- [GESTELLTE AUFGABE 1] Fassen Sie den Auszug zum Sicherheitsbeauftragten in genau zwei Sätzen zusammen.
- [GESTELLTE AUFGABE 2] Prüfen Sie, ob die folgenden Aussagen mit dem Auszug zum Sicherheitsbeauftragten übereinstimmen, und belegen Sie jede Antwort (ja oder nein) mit den entscheidenden Worten des Auszugs: (a) Das LSG bestätigte das Urteil des SG. (b) Laut Zeuge H. fragte der Kläger die Mitarbeiter nur ein einziges Mal. (c) Das LSG verwies auf den Arbeitskräftemangel, um die Unzumutbarkeit für den Arbeitgeber zu begründen.

Das Sozialgericht (SG) Schleswig hat die Klage nach Vernehmung des Schlachters H. abgewiesen (Urteil vom 15. September 1970). Das Landessozialgericht (LSG) hat das erstinstanzliche Urteil sowie die Bescheide der Beklagten aufgehoben (Urteil vom 23. Februar 1972): Der Kläger habe keinen Arbeitnehmer gegen seinen Willen zum Sicherheitsbeauftragten bestellen können. Selbst wenn aus arbeitsrechtlicher Sicht dagegen keine Bedenken bestünden, könne jedoch nicht außer Betracht gelassen werden, daß ein auf diese Weise gegen seinen Willen mit einer zusätzlichen Aufgabe betrauter Arbeitnehmer das Beschäftigungsverhältnis kündigen und somit dem Betrieb als Arbeitskraft verloren gehen könnte. Angesichts des Arbeitskräftemangels sei keinem Arbeitgeber zuzumuten, sich dieser Gefahr auszusetzen. Die Entscheidung des Rechtsstreits hänge deshalb davon ab, ob festzustellen sei, daß der Kläger sich nicht in zumutbarer Weise bemüht habe, einen Betriebsangehörigen zu finden, der das Amt des Sicherheitsbeauftragten freiwillig zu übernehmen bereit gewesen sei. Durch die Aussage des Zeugen H. vor dem SG sei das Gegenteil bewiesen. Danach habe der Kläger alsbald nach dem Ausscheiden des früheren Sicherheitsbeauftragten die Mitarbeiter des Betriebes unter Hinweis darauf, daß der Betrieb einen Sicherheitsbeauftragten haben müsse, nicht einmal, sondern laufend gefragt, ob jemand zur Übernahme dieses Amtes bereit sei. Damit habe er alles getan, was seiner Macht gestanden habe, um einen Sicherheitsbeauftragten zu finden. Daß er mit diesen Bemühungen keinen Erfolg gehabt habe, könne ihm nicht als Verschulden zur Last gelegt werden. Nach der Überzeugung des Senats falle die Nichtbestellung eines Sicherheitsbeauftragten hier in den Verantwortungsbereich der Beklagten, weil sie es unterlassen habe, einen Aufsichtsbeamten oder einen sonstigen Bediensteten in das Unternehmen zu entsenden, nachdem ihr bekanntgeworden sei, daß die Bestellung eines Sicherheitsbeauftragten in dem Unternehmen des Klägers auf Schwierigkeiten gestoßen war. Dieser hätte die Belegschaftsmitglieder an Ort und Stelle eindringlich davon überzeugen können, daß sich jemand zur Übernahme des Amts des Sicherheitsbeauftragten bereitfinden müsse.

(Einträge aus einem Datensatz zur Punktbeschriftung)
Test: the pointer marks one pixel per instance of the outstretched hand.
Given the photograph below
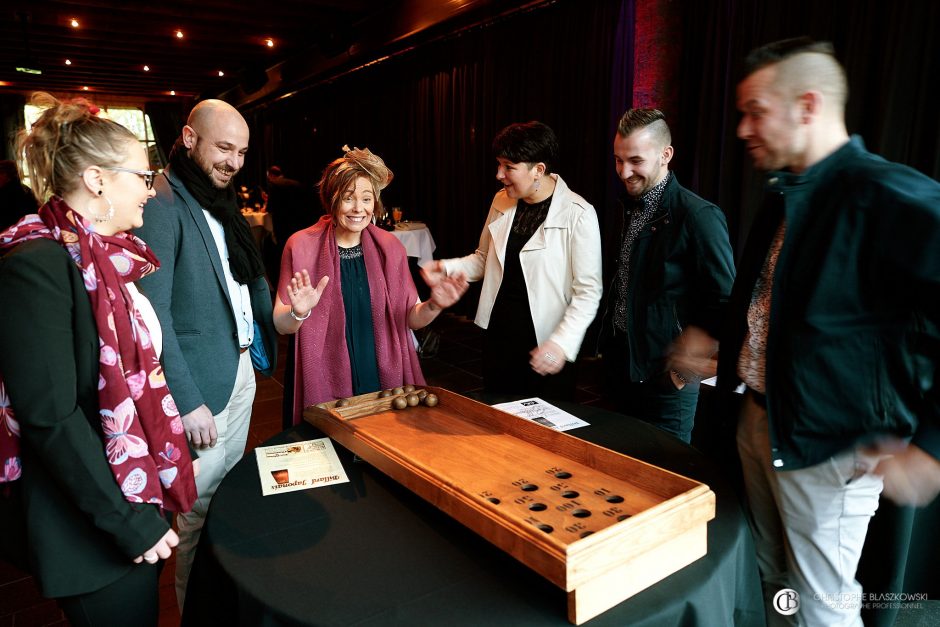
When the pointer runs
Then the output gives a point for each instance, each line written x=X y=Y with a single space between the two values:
x=911 y=475
x=446 y=290
x=547 y=358
x=161 y=550
x=302 y=294
x=433 y=273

- [ÜBUNGSERGEBNIS 1] Das SG Schleswig wies die Klage nach Vernehmung des Schlachters H. ab. Das LSG hob dagegen das erstinstanzliche Urteil und die Bescheide der Beklagten auf: Der Kläger habe keinen Arbeitnehmer gegen seinen Willen zum Sicherheitsbeauftragten bestellen können, habe die Mitarbeiter laut Zeugenaussage laufend nach einem Freiwilligen gefragt, und die Nichtbestellung falle in den Verantwortungsbereich der Beklagten, weil sie keinen Aufsichtsbeamten oder sonstigen Bediensteten in das Unternehmen entsandt habe.

- [ÜBUNGSERGEBNIS 2]
(a) Nein: „Das Landessozialgericht (LSG) hat das erstinstanzliche Urteil sowie die Bescheide der Beklagten aufgehoben“
(b) Nein: „nicht einmal, sondern laufend gefragt“
(c) Ja: „Angesichts des Arbeitskräftemangels sei keinem Arbeitgeber zuzumuten, sich dieser Gefahr auszusetzen.“